_What you need to do_
Could you lay out everything from the line containing "Can you find the arched" down to the end of the rows below as a JSON list of strings, with one string per line and blank lines omitted?

────────────────────

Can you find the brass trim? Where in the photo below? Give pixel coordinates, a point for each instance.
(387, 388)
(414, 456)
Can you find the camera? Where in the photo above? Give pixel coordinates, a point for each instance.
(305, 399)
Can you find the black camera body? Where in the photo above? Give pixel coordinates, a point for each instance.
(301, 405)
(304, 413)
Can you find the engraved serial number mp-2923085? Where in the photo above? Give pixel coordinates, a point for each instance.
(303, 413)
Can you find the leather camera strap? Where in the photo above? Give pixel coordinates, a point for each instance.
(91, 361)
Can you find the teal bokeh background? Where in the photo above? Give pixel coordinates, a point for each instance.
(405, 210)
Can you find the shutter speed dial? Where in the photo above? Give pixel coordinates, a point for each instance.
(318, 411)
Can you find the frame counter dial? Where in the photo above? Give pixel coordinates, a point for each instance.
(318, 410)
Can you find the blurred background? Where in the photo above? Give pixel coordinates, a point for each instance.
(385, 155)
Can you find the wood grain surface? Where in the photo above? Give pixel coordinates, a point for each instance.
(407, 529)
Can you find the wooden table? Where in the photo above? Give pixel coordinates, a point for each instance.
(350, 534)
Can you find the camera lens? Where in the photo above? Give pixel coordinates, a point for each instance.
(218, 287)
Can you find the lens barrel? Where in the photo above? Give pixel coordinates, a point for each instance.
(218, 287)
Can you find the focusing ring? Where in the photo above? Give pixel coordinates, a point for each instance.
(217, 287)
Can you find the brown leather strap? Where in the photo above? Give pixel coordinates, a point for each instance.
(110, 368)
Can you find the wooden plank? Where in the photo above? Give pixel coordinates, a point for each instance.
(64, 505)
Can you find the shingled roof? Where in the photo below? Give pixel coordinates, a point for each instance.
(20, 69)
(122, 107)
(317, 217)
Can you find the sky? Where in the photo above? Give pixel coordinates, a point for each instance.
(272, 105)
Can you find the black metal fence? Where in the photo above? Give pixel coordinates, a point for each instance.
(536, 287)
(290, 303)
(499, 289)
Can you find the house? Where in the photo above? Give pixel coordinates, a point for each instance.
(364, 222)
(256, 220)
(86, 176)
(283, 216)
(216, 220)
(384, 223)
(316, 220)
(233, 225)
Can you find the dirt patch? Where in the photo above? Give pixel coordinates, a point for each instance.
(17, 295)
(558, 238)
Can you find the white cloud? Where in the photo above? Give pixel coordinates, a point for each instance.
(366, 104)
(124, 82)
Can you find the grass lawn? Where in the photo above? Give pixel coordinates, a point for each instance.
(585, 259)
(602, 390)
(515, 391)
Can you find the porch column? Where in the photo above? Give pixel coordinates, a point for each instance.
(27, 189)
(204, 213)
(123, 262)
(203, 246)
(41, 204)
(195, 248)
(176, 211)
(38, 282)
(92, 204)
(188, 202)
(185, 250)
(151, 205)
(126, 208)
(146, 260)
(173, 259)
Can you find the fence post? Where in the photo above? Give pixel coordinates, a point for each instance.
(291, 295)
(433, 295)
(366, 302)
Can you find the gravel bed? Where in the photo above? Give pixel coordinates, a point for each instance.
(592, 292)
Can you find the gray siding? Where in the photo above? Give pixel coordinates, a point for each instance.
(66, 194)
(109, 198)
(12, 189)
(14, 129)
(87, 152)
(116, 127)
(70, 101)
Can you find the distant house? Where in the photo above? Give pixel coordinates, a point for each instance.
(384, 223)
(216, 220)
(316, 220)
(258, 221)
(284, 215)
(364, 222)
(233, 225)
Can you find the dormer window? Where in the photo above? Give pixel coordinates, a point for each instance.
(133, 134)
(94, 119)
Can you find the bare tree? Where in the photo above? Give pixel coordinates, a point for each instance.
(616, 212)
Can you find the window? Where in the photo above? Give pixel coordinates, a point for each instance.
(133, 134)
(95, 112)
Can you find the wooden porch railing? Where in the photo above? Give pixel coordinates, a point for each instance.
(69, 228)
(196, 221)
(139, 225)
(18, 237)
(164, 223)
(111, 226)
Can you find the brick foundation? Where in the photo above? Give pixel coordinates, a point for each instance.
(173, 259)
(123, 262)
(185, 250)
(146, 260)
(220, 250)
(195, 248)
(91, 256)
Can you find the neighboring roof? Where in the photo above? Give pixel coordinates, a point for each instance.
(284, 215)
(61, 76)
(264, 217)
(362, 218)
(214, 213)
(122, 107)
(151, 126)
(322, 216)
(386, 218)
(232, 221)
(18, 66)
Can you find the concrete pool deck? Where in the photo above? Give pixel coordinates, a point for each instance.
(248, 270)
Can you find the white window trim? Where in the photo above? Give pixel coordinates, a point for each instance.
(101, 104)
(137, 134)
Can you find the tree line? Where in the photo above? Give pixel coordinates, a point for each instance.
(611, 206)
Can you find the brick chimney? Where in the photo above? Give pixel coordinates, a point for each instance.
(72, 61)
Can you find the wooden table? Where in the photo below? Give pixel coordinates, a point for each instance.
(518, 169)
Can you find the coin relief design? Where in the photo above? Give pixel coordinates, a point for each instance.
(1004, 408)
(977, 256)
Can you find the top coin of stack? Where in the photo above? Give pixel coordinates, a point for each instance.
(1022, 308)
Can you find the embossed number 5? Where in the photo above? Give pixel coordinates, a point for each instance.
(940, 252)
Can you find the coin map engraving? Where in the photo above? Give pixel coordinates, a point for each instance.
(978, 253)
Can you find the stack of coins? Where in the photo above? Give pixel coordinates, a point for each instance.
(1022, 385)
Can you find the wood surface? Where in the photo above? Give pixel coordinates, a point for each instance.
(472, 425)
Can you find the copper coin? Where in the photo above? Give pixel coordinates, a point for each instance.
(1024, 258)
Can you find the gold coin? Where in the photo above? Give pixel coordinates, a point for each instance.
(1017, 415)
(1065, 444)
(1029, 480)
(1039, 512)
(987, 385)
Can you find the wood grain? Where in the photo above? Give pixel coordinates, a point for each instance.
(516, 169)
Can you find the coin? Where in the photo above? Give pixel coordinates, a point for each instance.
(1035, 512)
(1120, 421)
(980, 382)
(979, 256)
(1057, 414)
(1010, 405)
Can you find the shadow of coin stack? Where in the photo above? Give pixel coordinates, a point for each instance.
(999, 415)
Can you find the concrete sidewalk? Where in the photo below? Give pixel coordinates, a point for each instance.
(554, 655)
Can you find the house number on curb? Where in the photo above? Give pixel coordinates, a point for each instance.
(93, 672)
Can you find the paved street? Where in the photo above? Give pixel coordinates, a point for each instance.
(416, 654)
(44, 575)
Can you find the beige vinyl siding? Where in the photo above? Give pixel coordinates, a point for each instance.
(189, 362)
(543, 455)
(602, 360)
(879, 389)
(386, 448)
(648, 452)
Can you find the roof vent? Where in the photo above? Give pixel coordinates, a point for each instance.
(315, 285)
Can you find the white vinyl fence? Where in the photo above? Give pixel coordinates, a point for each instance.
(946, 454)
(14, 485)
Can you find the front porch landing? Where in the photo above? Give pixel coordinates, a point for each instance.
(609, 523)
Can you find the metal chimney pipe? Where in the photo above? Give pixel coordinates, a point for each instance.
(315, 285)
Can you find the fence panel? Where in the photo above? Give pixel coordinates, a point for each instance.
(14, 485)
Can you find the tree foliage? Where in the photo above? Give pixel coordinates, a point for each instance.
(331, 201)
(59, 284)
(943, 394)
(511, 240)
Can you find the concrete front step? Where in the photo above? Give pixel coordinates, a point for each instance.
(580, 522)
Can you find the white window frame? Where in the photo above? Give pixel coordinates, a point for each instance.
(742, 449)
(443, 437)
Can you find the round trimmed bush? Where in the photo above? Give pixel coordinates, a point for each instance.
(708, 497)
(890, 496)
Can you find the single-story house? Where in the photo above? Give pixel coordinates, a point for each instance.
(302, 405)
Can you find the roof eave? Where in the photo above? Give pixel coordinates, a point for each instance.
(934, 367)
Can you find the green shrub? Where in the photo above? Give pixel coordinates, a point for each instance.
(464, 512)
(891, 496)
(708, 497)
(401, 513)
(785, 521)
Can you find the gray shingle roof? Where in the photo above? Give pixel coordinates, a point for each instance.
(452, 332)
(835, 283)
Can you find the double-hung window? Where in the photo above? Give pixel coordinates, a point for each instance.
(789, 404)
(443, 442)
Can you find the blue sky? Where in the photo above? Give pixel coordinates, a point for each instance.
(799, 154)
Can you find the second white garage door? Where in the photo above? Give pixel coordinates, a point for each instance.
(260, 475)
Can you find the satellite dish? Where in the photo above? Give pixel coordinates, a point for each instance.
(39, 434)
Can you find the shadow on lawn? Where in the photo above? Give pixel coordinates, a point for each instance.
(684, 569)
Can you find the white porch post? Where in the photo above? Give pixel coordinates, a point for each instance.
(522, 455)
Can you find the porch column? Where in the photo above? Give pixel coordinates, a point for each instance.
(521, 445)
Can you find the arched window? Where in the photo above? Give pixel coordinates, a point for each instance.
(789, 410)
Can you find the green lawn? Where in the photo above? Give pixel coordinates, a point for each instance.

────────────────────

_Output for this exercise_
[
  "Can you find the arched window? Where in the photo above? Give pixel coordinates, a point for each instance.",
  "(789, 410)",
  "Can you find the green lawn? Where in the photo above? Give pixel coordinates, a point for each instance."
]